== Work instruction A ==
For each statement below, say whether the planet guide agrees with it, answering yes or no and quoting the words from the planet guide that decide it. (i) Mercury and Venus are the inner planets. (ii) At inferior conjunction, the inner planet lies on the far side of the Sun as seen from Earth. (iii) At greatest Eastern elongation, an inner planet is visible in the morning sky.
== Work instruction B ==
Extend the planet guide, picking up after its final sentence.

== Given passage ==

────────

From Earth – Mercury and Venus are the inner planets in the solar system and Mars, Jupiter, Saturn, Uranus and Neptune are the outer planets. Below is a short guide as to how both the inner and outer planets move around the sun. The above pictorial guide should hopefully help in this.
The Inner Planets
These are best seen when at Greatest Eastern/Western elongation and are not visible when at either Inferior/Superior conjunction. Greatest Eastern elongation is when the inner planet is at its furthest point east from the sun as seen from Earth and visible in the evening sky in the West after sunset, Western elongation is when it’s at its furthest point west from the sun as seen from Earth and visible in the morning sky in the East before sunrise. Inferior conjunction occurs when the inner planet is between the Sun and the Earth. Superior conjunction occurs when the inner planet is on the other side of the Sun as seen from Earth.
From our Northerly latitudes, the ecliptic, along which the planets move, lies at a very shallow angle to the horizon after sunset in the autumn and before sunrise in the spring. This means that any of the planets will be difficult to see when fairly close to the Sun in the evening sky in the autumn or in the morning sky in the spring. In particular, Mercury is more or less invisible from here when at Eastern elongation in the autumn or at Western elongation in the spring, because it lies so close to the horizon and is never above the horizon except in daylight or bright twilight.

────────

(Referring expression data)
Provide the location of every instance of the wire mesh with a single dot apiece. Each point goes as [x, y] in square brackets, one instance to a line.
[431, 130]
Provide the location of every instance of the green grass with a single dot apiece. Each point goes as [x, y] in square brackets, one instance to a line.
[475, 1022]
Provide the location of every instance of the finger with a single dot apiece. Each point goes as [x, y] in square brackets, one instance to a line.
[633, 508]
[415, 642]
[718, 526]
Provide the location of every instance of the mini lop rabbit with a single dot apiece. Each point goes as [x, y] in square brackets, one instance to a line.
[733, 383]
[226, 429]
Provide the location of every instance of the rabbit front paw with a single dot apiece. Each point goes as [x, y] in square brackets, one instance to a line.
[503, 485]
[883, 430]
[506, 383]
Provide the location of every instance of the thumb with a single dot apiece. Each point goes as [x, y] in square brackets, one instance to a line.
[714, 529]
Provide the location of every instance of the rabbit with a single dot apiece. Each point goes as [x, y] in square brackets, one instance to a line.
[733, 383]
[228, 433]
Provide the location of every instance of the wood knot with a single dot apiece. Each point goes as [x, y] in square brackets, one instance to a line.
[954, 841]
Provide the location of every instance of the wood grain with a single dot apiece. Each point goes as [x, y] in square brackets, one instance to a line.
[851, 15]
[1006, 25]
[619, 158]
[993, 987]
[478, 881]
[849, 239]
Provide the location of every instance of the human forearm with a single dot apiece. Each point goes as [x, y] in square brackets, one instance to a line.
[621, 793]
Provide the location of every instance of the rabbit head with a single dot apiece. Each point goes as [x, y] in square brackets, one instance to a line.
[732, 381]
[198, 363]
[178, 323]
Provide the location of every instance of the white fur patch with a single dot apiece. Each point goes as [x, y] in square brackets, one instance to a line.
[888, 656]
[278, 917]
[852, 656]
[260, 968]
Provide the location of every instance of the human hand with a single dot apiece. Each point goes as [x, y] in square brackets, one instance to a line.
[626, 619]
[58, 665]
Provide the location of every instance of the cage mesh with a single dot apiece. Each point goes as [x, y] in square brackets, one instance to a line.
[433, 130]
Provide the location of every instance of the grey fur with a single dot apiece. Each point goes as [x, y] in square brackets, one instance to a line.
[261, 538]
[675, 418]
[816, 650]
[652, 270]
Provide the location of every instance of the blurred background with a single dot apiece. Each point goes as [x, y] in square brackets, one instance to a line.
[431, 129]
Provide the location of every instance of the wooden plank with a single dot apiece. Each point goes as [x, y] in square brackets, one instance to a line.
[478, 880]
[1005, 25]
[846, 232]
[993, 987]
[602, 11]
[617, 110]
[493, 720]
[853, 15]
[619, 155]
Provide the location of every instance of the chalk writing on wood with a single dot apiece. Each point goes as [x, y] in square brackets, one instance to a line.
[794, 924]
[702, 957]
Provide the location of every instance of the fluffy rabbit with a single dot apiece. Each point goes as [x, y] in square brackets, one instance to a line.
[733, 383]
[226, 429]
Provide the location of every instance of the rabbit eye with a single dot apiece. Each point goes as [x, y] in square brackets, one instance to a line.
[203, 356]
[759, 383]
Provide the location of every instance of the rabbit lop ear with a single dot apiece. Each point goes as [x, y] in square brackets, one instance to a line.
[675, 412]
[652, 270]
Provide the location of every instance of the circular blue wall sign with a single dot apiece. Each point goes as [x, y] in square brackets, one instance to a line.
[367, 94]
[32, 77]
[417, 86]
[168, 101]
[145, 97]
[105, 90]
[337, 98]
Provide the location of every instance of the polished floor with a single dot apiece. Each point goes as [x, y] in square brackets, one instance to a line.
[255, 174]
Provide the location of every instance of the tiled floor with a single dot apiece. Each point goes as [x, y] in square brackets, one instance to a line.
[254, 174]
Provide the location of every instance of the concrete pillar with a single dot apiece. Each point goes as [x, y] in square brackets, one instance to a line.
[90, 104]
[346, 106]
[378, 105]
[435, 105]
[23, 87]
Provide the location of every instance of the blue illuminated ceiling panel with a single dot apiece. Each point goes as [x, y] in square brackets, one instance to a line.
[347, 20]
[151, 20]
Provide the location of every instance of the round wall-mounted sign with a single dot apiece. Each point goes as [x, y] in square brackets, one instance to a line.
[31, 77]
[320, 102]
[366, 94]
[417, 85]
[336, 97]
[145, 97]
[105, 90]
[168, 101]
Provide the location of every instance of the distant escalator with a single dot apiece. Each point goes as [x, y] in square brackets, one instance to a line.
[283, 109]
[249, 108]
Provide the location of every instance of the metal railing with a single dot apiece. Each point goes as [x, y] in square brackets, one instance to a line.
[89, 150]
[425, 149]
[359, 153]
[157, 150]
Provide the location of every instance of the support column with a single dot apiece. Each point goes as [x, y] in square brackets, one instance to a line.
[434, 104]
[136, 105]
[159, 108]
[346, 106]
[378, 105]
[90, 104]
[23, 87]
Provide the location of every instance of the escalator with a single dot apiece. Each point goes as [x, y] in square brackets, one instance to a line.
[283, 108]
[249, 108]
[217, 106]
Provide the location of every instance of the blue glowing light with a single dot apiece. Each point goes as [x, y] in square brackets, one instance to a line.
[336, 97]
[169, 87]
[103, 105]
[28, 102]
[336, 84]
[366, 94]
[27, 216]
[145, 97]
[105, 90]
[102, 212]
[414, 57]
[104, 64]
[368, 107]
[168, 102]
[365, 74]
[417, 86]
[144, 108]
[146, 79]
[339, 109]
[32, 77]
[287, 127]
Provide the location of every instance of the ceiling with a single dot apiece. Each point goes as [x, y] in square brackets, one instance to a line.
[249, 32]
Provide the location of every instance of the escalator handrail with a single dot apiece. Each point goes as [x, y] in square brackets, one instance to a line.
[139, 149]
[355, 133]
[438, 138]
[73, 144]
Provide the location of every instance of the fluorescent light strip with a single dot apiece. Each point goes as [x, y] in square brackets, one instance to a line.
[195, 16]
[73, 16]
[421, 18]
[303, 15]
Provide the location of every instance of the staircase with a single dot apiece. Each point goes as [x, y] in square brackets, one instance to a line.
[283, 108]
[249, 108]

────────

== Written response A ==
(i) Yes: "Mercury and Venus are the inner planets in the solar system"
(ii) No: "Inferior conjunction occurs when the inner planet is between the Sun and the Earth."
(iii) No: "visible in the evening sky in the West after sunset"

== Written response B ==
The normal cycle for an inner planet is Superior Conjunction – Greatest Eastern Elongation – Inferior Conjunction – Greatest Western Elongation – Superior Conjunction. After superior conjunction, the planet moves away from the Sun as seen from Earth and becomes visible in the evening sky after a period of time. It then moves past the point of Greatest Eastern Elongation and moves back towards the Sun as seen from Earth until a point when it is not visible and at Inferior Conjunction. After this the planet appears in the morning sky for a time, before again slipping into the Sun’s glare as seen from Earth. The duration of this cycle will depend on the planet’s closeness to the Sun, i.e. Mercury completes the above cycle in around 4 months.
The Outer Planets
These are best seen when at opposition and are not visible when at conjunction. Opposition occurs when the earth is between the sun and the outer planet. It is the best time to observe them because the planet is visible all through the night and it is due South and at its highest at about midnight. The planet is also at its closest point in its orbit to Earth – making it appear brighter. Conjunction occurs when the outer planet is on the other side of the Sun as seen from Earth.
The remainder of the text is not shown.